_What you need to do_
Which lines in the records contain the string "pixels", with case counting? Gather each one in full.

(Entries supplied begins)

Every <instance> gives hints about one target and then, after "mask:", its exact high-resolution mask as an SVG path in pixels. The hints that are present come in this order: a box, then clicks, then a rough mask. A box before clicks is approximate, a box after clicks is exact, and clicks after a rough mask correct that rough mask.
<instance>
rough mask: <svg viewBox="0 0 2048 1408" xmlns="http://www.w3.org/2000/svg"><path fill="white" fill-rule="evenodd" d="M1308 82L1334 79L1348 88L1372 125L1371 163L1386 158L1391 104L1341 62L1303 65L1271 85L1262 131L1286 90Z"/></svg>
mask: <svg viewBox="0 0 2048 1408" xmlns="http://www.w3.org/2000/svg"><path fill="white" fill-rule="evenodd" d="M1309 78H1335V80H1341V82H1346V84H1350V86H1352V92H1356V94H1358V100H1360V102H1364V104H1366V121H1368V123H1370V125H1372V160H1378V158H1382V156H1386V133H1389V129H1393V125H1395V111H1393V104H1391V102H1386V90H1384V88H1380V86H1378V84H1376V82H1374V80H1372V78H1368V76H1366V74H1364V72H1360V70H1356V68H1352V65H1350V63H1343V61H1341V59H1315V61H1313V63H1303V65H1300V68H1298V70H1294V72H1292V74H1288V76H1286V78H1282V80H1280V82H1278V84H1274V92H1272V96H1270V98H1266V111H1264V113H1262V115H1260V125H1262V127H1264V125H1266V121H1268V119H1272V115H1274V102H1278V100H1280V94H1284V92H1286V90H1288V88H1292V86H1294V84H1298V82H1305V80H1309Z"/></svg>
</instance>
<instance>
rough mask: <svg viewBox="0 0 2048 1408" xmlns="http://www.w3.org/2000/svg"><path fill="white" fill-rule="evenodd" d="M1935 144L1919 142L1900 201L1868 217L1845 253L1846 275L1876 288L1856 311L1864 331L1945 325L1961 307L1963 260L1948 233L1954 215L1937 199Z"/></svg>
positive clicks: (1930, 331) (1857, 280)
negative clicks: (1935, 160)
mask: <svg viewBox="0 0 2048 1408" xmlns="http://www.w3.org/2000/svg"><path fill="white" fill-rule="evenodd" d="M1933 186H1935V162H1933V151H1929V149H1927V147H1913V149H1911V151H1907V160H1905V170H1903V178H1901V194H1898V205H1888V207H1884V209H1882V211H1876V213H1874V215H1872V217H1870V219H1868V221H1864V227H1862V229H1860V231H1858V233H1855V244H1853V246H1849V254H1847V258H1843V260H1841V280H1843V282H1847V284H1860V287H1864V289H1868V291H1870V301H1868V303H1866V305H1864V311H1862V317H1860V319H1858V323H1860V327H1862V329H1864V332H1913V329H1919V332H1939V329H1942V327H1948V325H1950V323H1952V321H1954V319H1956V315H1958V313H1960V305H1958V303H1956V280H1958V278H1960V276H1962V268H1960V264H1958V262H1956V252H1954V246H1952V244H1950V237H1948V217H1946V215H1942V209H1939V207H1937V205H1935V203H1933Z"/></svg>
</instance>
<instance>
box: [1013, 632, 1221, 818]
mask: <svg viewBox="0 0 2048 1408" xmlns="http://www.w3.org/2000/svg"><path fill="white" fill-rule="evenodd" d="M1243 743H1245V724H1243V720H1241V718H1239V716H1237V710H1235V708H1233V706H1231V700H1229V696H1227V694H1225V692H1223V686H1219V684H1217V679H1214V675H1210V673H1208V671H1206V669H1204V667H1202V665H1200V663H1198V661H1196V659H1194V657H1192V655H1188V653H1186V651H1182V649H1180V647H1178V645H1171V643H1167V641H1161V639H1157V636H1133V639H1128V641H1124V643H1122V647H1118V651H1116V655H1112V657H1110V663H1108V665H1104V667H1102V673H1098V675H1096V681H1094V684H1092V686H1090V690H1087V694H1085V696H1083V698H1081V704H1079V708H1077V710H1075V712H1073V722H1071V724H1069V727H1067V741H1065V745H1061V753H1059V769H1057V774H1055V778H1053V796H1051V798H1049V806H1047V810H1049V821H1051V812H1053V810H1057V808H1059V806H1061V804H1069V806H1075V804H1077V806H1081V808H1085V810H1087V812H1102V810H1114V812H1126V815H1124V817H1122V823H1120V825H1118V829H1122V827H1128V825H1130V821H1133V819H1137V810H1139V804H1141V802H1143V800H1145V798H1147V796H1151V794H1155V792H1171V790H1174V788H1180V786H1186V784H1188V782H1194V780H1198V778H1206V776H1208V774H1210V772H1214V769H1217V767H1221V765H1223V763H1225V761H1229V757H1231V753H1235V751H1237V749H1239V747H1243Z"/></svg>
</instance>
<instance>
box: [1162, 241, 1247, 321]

(Entries supplied ends)

_Solution to this problem_
Every <instance> gives hints about one target and then, after "mask:", its exact high-resolution mask as an SVG path in pixels. The hints that are present come in this order: a box, then clicks, then a rough mask. A box before clicks is approximate, a box after clicks is exact, and clicks after a rough mask correct that rough mask.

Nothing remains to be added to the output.